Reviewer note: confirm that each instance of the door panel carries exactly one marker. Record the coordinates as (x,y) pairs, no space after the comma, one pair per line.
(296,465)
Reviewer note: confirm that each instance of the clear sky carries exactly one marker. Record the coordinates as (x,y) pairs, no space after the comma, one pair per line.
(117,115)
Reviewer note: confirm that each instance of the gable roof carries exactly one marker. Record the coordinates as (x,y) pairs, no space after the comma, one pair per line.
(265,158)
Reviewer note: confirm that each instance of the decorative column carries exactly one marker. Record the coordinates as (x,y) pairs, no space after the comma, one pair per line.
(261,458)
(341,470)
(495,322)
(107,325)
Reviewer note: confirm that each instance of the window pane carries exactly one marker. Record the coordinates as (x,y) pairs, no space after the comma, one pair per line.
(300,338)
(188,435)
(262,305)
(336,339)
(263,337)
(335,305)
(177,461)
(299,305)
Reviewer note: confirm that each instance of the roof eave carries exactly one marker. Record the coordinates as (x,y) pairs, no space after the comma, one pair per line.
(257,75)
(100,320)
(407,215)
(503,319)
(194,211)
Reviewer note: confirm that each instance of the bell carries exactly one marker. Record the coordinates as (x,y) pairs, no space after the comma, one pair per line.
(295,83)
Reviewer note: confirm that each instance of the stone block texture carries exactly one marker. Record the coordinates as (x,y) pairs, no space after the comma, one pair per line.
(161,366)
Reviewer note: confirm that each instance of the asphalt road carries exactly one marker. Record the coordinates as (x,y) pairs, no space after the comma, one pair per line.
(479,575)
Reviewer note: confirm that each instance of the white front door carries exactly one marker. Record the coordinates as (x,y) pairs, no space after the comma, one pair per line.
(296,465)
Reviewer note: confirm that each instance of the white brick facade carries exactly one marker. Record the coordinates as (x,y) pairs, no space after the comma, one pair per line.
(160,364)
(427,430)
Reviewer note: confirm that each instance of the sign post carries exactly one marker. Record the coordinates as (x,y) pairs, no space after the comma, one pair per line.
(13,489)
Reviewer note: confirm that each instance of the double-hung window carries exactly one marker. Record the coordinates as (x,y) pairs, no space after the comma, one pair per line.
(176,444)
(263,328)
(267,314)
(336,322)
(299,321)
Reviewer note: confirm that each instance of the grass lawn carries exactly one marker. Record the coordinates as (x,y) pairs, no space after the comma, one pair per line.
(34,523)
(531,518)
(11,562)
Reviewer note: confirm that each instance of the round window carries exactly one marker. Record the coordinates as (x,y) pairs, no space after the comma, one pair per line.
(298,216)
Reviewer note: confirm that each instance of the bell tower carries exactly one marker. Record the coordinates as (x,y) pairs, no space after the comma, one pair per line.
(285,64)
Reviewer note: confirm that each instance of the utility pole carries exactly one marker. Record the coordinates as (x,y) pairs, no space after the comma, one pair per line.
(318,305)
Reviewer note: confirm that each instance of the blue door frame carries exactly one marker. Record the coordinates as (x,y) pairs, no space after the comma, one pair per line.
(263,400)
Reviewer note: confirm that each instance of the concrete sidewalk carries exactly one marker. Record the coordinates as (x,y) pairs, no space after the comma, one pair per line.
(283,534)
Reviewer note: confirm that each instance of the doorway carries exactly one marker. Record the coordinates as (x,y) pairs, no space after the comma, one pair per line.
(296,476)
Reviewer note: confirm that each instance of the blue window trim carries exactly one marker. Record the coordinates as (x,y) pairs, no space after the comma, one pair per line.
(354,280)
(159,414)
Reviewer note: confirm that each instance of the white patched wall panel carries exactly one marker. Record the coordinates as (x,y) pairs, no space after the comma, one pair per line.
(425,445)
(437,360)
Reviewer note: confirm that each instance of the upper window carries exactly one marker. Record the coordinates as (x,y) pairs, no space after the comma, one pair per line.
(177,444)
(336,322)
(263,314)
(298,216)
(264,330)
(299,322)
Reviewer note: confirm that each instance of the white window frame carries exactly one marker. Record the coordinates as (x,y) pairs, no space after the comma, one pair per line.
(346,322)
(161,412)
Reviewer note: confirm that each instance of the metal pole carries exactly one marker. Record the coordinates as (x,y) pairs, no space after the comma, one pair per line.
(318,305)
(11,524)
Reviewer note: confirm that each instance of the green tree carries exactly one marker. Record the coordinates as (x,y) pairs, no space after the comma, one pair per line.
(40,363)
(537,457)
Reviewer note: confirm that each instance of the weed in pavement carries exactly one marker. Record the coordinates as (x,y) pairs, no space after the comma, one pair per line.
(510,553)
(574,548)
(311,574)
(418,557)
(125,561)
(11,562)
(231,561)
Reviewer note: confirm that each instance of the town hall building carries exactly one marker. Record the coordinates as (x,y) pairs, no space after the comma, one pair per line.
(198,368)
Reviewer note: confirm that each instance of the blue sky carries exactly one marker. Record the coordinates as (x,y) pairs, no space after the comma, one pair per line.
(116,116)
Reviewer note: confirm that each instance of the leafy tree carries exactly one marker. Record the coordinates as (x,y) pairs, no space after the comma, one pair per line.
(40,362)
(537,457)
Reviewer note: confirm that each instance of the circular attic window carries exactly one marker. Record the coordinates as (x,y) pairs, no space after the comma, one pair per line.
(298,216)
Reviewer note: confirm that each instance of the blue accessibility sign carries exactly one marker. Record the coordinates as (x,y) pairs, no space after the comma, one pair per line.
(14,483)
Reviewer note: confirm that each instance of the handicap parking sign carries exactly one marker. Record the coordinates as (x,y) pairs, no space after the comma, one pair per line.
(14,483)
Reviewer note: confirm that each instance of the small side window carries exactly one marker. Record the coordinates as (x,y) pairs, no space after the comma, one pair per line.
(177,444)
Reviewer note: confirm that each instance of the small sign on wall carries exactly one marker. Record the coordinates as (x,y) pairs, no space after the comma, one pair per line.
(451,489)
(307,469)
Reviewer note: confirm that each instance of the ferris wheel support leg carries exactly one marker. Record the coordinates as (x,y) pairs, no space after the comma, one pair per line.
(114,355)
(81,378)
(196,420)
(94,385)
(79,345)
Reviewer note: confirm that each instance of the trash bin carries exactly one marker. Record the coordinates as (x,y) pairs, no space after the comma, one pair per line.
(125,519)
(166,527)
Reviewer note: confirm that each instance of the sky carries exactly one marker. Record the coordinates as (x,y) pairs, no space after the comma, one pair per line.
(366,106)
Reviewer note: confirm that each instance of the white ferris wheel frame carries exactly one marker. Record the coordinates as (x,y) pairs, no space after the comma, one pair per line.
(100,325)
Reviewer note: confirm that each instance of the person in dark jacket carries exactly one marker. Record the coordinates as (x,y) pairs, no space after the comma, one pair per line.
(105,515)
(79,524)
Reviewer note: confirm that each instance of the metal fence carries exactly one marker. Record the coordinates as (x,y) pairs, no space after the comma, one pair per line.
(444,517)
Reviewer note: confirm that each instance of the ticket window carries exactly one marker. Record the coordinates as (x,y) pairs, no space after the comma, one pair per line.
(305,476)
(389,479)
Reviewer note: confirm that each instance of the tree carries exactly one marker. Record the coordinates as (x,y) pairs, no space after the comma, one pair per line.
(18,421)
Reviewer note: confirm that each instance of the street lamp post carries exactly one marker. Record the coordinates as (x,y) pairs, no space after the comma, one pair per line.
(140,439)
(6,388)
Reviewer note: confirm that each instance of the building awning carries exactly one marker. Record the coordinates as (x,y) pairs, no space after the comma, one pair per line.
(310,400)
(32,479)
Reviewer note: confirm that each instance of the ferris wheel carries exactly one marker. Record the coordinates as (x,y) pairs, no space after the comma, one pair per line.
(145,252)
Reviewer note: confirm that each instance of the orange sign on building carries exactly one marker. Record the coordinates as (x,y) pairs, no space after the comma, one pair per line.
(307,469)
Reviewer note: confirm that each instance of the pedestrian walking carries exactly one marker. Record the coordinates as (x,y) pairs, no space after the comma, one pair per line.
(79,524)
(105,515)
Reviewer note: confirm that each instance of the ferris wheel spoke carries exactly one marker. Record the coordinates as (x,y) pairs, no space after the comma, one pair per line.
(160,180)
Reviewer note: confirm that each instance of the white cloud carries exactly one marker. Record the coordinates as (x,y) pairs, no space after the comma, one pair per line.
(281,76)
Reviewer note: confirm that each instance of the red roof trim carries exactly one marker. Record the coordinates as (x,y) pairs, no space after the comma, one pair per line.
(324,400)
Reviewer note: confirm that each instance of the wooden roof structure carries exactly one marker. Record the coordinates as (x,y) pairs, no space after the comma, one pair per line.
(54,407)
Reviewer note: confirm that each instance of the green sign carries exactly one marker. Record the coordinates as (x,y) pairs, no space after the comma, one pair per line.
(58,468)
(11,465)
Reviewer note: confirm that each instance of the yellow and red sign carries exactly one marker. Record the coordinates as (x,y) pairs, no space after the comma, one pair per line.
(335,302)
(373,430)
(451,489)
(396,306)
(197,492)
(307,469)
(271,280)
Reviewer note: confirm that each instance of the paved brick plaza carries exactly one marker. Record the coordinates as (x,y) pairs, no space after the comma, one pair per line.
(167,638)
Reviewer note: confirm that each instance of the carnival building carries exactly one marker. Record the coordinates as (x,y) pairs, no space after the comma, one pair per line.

__________________________________________________

### WHAT YOU ARE ASKED TO DO
Write out exactly the lines from the line holding "Reviewer note: confirm that each instance of the green sign" through the last line of the data, and nothing besides those lines.

### FINISHED EXERCISE
Reviewer note: confirm that each instance of the green sign carries exactly one marker. Record the coordinates as (x,y) pairs, no space after the comma, one pair per line.
(58,468)
(11,465)
Reviewer note: confirm that each instance of the yellow and red sign carries exactly one marker. Record the coordinates as (x,y) pairs, no space after the comma, one pair per line.
(335,302)
(373,430)
(451,489)
(396,306)
(197,492)
(307,469)
(271,280)
Reviewer note: confirm that each instance of the paved brick plaza carries exactly one marker. Record the coordinates as (x,y) pairs, no space after the comma, one pair per line.
(167,638)
Reviewer note: confirm that each instance of the carnival building carries exactly one marker. Record the coordinates as (x,y) pairs, no space after the comma, one pair per line.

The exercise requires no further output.